(Source data)

===============

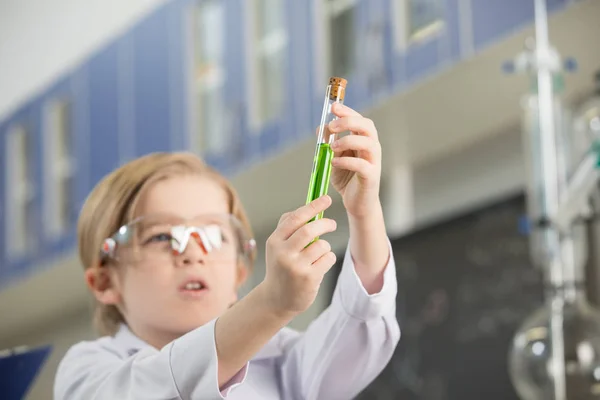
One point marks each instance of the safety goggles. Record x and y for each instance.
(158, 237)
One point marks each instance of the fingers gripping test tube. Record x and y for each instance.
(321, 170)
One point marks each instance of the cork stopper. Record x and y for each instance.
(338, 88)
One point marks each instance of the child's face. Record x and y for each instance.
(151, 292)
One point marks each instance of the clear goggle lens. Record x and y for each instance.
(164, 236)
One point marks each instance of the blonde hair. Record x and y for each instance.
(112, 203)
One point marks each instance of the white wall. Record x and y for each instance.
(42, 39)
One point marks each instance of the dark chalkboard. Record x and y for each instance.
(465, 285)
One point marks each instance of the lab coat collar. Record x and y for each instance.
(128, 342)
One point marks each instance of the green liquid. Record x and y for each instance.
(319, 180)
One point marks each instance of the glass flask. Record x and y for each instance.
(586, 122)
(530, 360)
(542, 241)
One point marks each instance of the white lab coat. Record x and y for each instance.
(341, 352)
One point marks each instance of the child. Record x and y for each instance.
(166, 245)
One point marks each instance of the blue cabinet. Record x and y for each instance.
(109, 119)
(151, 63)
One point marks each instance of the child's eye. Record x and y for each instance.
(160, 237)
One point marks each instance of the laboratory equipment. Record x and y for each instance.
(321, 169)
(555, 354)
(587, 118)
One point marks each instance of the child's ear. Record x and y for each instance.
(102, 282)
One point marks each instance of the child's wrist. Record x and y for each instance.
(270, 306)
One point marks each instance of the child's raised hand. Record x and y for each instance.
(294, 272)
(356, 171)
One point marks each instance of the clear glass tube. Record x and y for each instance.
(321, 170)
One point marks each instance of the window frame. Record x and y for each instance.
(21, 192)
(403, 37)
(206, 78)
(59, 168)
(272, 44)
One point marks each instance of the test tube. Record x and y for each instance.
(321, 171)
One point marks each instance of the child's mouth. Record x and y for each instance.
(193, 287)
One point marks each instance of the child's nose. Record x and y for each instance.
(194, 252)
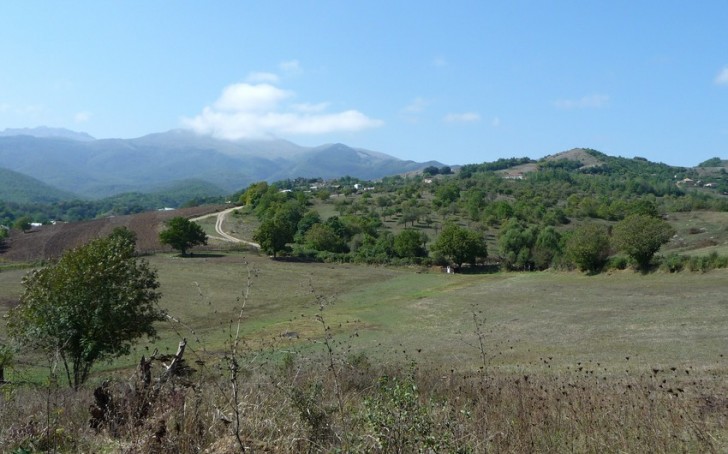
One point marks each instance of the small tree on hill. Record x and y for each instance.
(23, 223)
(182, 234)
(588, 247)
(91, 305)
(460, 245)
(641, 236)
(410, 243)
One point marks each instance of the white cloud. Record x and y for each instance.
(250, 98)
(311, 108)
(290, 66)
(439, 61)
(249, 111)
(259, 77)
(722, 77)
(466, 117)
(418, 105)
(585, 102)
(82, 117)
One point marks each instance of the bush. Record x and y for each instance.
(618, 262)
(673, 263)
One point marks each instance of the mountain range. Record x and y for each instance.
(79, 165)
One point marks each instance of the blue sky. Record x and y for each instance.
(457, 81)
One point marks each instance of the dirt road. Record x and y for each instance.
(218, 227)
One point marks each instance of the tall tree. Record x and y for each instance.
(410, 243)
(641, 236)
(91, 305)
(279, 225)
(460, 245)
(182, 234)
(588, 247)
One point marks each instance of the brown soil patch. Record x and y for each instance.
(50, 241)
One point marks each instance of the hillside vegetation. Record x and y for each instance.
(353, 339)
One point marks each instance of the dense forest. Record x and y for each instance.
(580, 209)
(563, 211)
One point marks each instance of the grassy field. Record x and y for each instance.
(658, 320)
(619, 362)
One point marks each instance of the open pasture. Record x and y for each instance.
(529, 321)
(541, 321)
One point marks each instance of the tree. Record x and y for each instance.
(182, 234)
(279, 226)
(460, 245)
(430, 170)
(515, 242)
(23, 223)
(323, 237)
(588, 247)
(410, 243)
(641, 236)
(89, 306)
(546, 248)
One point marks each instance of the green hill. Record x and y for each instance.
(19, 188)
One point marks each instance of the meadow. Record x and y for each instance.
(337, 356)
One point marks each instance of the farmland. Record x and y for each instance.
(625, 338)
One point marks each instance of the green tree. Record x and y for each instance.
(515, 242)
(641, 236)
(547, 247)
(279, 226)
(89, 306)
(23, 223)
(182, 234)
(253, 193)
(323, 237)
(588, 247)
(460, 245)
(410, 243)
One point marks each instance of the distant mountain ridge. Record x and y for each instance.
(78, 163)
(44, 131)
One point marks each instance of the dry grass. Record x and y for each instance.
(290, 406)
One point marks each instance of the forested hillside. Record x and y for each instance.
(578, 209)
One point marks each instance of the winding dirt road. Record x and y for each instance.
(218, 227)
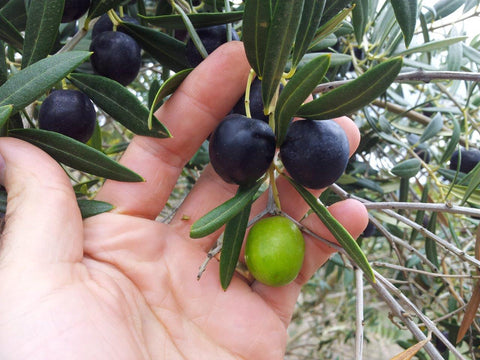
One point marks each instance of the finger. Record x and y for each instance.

===============

WHAT YOU HAVE TO DO:
Whatever the records hold apart from pictures should be repeated exactly.

REPLY:
One point marks each instance of the safety goggles. Record x and y for each instance.
(158, 237)
One point marks each instance of the fingers gripping test tube. Record x and y for each instance.
(321, 170)
One point marks each instance of the cork stopper. Record x and y for each instance.
(338, 88)
One point marks each instance of the child's face. Record x and y for each instance.
(151, 292)
One point marks each instance of the clear goggle lens. Record x and y for each instance.
(164, 236)
One point marks each instance of the blonde hair. Record x and y for each instance.
(112, 203)
One point marks each instance of the white wall. Record x and y for each instance.
(42, 39)
One point marks each instance of the dark chalkboard. Record x and y for each instance.
(465, 285)
One point marks each instance of the lab coat collar. Record x and y for each instance.
(128, 342)
One point marks each instance of the green liquid. Record x and y for each instance.
(319, 180)
One point marks each instance of the glass flask. Record x and y for each instance.
(586, 122)
(530, 360)
(542, 241)
One point marks each instance of the white lab coat. Record x and y for each instance.
(341, 352)
One point marks each instance of the child. Record x and y for each instance.
(166, 245)
One point marks each instance of the blue cabinet. Record x and y for each instance.
(109, 119)
(151, 63)
One point marks each instance of the child's eye. Record x and y for each instance.
(160, 237)
One point marks each instance of the laboratory equipment. Record x and y for each instance.
(321, 169)
(555, 354)
(587, 118)
One point marks each instance of the child's ear. Record x and y for each instance.
(102, 282)
One point marks each instance of the child's wrist. Record x and y for each instance.
(270, 306)
One point marks each instance of the child's raised hand. Record x and y for each instance.
(294, 272)
(356, 171)
One point marks each instance of the clear glass tube. Record x and y for each instance.
(321, 170)
One point marks each instance of the window frame. Record x and y for each instance.
(21, 192)
(403, 37)
(206, 78)
(59, 168)
(272, 44)
One point marks each instance of the test tube. Record x and y for each instance.
(321, 171)
One point marks each instance of the child's mouth. Record x and y for each instance.
(193, 287)
One point marks each instance of the child's nose. Record x and y for each instance.
(194, 252)
One point marks each instance of the small tree on hill. Record x and y for each instance.
(23, 223)
(182, 234)
(588, 247)
(91, 305)
(460, 245)
(641, 236)
(410, 243)
One point marks each instance of the white cloud. Record x and y for each instance.
(250, 98)
(311, 108)
(290, 66)
(439, 61)
(249, 111)
(259, 77)
(722, 77)
(466, 117)
(418, 105)
(585, 102)
(82, 117)
One point marks each instance of the bush. Record x and y for each instance.
(618, 262)
(673, 263)
One point marks each instance of the mountain range. Record x and y for each instance.
(79, 165)
One point marks each instance of the blue sky. Record x and y for each instance.
(457, 81)
One point marks each instance of the dirt road. Record x and y for each instance.
(218, 227)
One point marks each instance of the tall tree. Record x and y for each instance.
(410, 243)
(641, 236)
(91, 305)
(279, 225)
(460, 245)
(182, 234)
(588, 247)
One point marks each instance of the brown soil patch. Record x and y for each instance.
(50, 241)
One point marks each instance of the hillside vegetation. Record x and y for each instance.
(353, 339)
One point marks each instance of the dense forest. Record x and y for each instance.
(580, 209)
(563, 211)
One point marks each instance of the grassy field. Record x and y for each instance.
(658, 320)
(619, 362)
One point marks each instance of the open pasture. Record x and y for each instance.
(529, 321)
(541, 321)
One point marks each instance of the tree. Record x and y for each instance.
(182, 234)
(279, 226)
(460, 245)
(430, 170)
(515, 242)
(23, 223)
(323, 237)
(588, 247)
(410, 243)
(641, 236)
(89, 306)
(546, 248)
One point marks each instance of the green hill. Record x and y for each instance.
(19, 188)
One point marks each instance of the meadow. Record x and y for each instance.
(337, 356)
One point marks each instance of the farmland. Record x and y for each instance.
(625, 338)
One point marks each instance of the green tree. Record x and y for each instance.
(515, 242)
(641, 236)
(547, 247)
(279, 226)
(89, 306)
(23, 223)
(182, 234)
(253, 193)
(323, 237)
(588, 247)
(460, 245)
(410, 243)
One point marks each instance of the distant mountain ridge. Record x and y for each instance.
(78, 163)
(44, 131)
One point marks each instance of the dry grass. Record x and y for each instance.
(290, 406)
One point marks each instance of the forested hillside. Record x and y for each instance.
(578, 209)
One point marks each instance of the winding dirt road. Record x and y for each instance.
(218, 227)
One point marks each instance of the finger. Record x and y for each instance.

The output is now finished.